◆ Assigned task
Repeat, word for word, every line from the line holding "58 394 L 165" through the final line of the entries below. Skip all pictures.

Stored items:
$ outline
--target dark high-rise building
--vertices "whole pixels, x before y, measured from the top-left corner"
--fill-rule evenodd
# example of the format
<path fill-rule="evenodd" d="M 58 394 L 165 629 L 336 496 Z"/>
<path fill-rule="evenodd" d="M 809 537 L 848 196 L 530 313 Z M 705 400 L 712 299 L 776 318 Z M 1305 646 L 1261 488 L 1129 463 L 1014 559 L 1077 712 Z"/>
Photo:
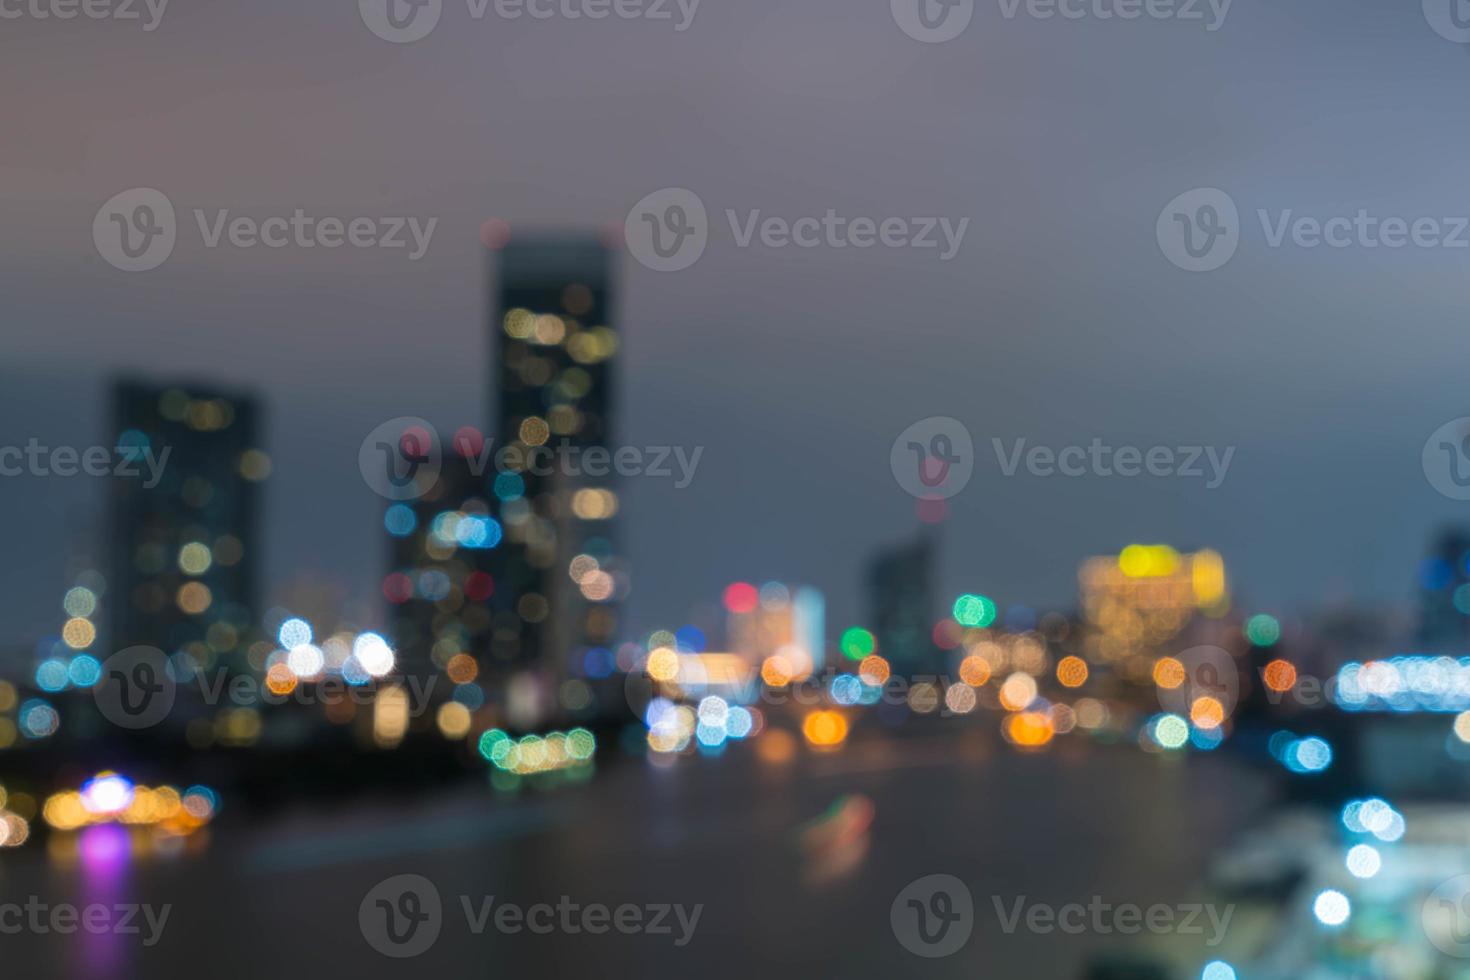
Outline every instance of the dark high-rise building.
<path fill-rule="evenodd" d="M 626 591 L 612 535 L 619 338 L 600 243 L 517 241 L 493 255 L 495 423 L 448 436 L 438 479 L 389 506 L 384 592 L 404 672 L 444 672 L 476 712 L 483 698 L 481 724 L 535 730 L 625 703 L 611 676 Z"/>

◆ Output
<path fill-rule="evenodd" d="M 58 394 L 165 629 L 336 496 Z"/>
<path fill-rule="evenodd" d="M 809 537 L 848 196 L 530 313 Z M 705 400 L 712 299 L 776 318 Z M 1305 646 L 1261 488 L 1129 463 L 1014 559 L 1077 712 Z"/>
Photo:
Outline every instance of the dark high-rise building.
<path fill-rule="evenodd" d="M 626 591 L 612 535 L 619 338 L 600 243 L 517 241 L 493 255 L 495 423 L 448 436 L 438 479 L 389 506 L 384 592 L 404 672 L 444 672 L 476 712 L 483 698 L 481 724 L 535 730 L 625 703 L 611 676 Z"/>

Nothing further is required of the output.